» **EXERCISE AIM**:
Starting with the line that contains "Where can you spot the woman holding" and going on through the last of the lines below, write out those lines again, requests included. Multiply each x and y coordinate in the answers by 0.9 and round to whole numbers, with halves rounded up.
- - -
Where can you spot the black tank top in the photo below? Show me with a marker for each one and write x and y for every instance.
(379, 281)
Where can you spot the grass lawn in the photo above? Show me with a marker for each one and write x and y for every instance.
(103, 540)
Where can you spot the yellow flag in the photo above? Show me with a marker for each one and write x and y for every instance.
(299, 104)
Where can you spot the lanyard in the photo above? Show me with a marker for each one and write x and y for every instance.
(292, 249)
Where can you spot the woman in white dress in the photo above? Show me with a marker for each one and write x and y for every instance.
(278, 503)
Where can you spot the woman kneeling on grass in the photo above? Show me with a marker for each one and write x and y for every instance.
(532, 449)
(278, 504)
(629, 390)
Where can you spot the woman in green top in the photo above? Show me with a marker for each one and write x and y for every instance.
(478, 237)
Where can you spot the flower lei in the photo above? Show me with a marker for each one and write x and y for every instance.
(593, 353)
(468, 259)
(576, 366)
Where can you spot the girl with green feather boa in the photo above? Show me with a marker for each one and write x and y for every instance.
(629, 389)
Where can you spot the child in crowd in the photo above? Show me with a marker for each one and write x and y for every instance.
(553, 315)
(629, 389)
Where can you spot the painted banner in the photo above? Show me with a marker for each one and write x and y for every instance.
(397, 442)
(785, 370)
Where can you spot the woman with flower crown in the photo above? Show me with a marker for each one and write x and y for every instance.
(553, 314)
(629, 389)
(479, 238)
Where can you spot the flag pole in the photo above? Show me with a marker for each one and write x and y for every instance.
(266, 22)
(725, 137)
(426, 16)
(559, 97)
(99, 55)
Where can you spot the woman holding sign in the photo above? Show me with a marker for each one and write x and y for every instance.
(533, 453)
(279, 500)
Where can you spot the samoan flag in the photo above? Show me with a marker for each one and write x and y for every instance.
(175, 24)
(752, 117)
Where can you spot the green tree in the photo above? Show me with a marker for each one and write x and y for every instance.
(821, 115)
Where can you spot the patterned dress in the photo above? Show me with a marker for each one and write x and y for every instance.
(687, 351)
- - -
» **RESULT BELOW**:
Where can you spot the woman holding sign in the photo above? Show me with a marker for each one and write x and y for every instance.
(480, 408)
(251, 450)
Where can you spot the samoan flag in the photo above? Show me with a marker for each one and write x and y for every instance.
(158, 22)
(677, 105)
Where can you spot the green tree in the photo above? Show me with a marker for each one and write x and y for every instance.
(739, 104)
Where can you spot the patterned dress in the photo above? Show me with a marker for each one and write x and y for every instance.
(618, 316)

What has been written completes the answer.